Given text:
════════

# Big Beautiful Cutts, All Day Long



## LOAH (Sep 29, 2007)

Yesterday was insane. The fishing was just phenomenal and I've been missing days like these.

Having been on so many family trips lately, this week was reserved for a solo trip to a favorite area of mine. The mountains are so rich and green this time of year and the fishing is excellent, so off I went into the world of giant quaking aspen, green grass, and shaded trails.










My hike wasn't too long, but my first stop required a little trail blazing. It was a small beaver pond that I've fished a couple of times, always full of little cutthroat.

Imagine my surprise when I saw this:










The pond was completely stacked with spawning cutts. From the looks of it, most were between 16 and 20 inches.

There must have been 40 or more in the pond. What a find!

Sneaking up as carefully as possible, I made my way to within reach and watched for a few minutes to observe their behavior. They seemed very aggressive, feeding in the deeper area as the others churned vigorously in the gravel.

════════

Entries supplied:
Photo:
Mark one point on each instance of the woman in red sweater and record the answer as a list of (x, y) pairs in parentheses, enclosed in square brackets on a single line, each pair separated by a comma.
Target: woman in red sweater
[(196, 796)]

════════

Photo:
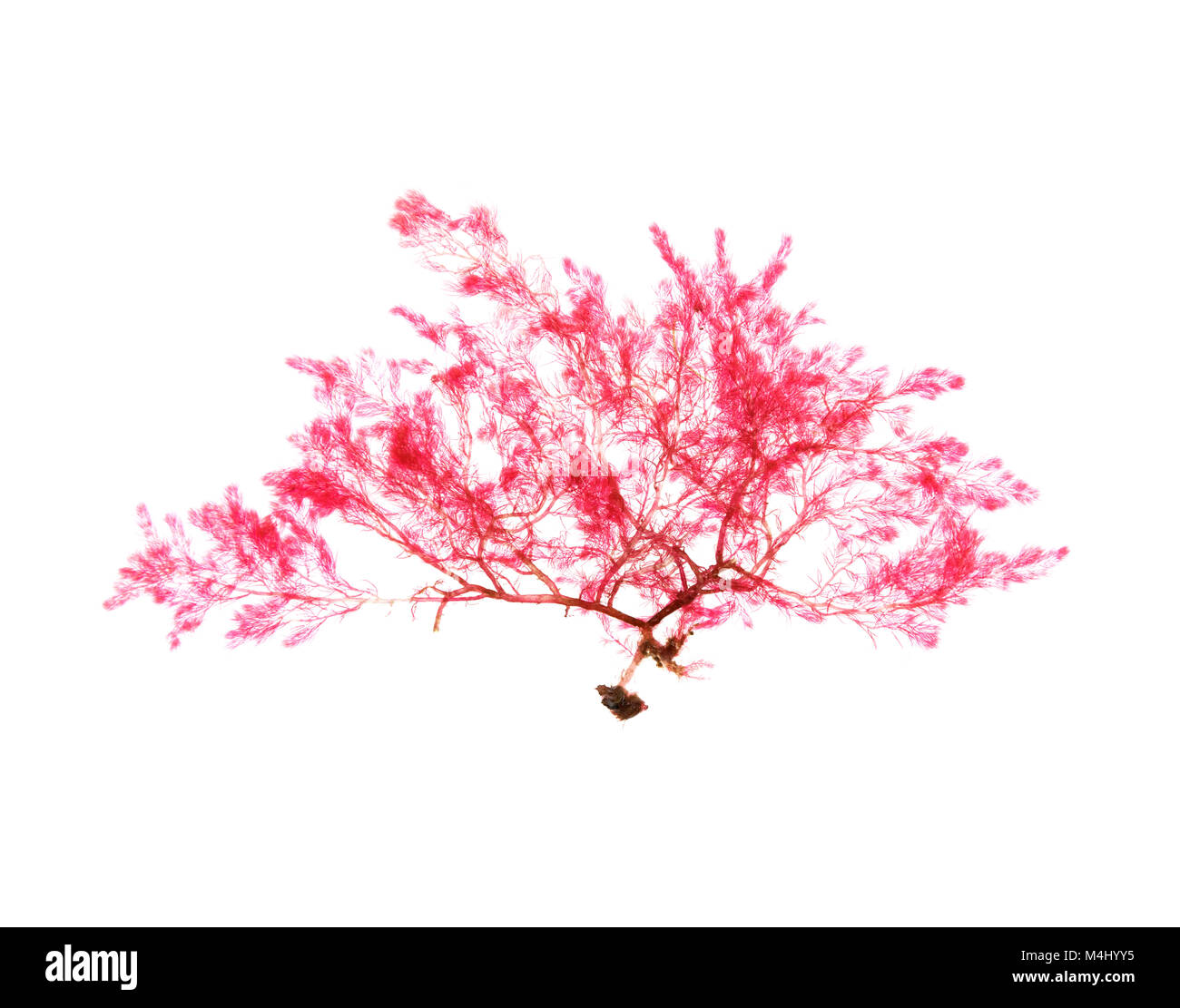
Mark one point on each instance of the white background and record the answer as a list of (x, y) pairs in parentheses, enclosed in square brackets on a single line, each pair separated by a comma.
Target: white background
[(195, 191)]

════════

Exercise tasks:
1. According to the fishing trip post, how many fish must have been in the pond?
2. In the fishing trip post, replace "cutthroat" with "brook trout" in the stretch from "My hike wasn't" through "and 20 inches.".
3. Write the next part of the fishing trip post, picking up after its final sentence.
The listing has no connection to the fishing trip post.

Task answers:
1. There must have been 40 or more.

2.
My hike wasn't too long, but my first stop required a little trail blazing. It was a small beaver pond that I've fished a couple of times, always full of little brook trout.

Imagine my surprise when I saw this:










The pond was completely stacked with spawning cutts. From the looks of it, most were between 16 and 20 inches.

3.
Not knowing which fly to choose and not wanting to spook the fish with anything, I tied on a red killer caddis and carefully placed my first cast.

It didn't take long and I had a big bend in my rod with a 22" pig of a female on the fly.










She fought very hard and took awhile to get in, causing her a lot of stress. I nursed her back to health carefully in the clean flowing water coming in behind me and sent her back to drop off those eggs.

The first fish of the day was quite the start. Better than I could have asked for. What really surprised me after the long battle in a small hole, was hooking right into another nice fish, this time a male.










These are Bonneville cutts, though the colors they exhibit would tempt many to believe they're Colorado's.










Even more surprising, they just kept rolling in, one after another.

Pardon the itchy trigger finger, but I really only took pics of the prettiest ones.



















Another couple of big ones:



















They were hitting flies on top, but I couldn't tell what they were. The smallest dries I had were Parachute Adams, so I tried my luck with that for awhile. No dice.

Once the fly got wet and started sinking, they were all over it. That led to plenty more fish.




























This was the smallest cutt that I caught in the pond, and the only one under 14".










I couldn't believe how great the fishing was and how nice the fish were this time.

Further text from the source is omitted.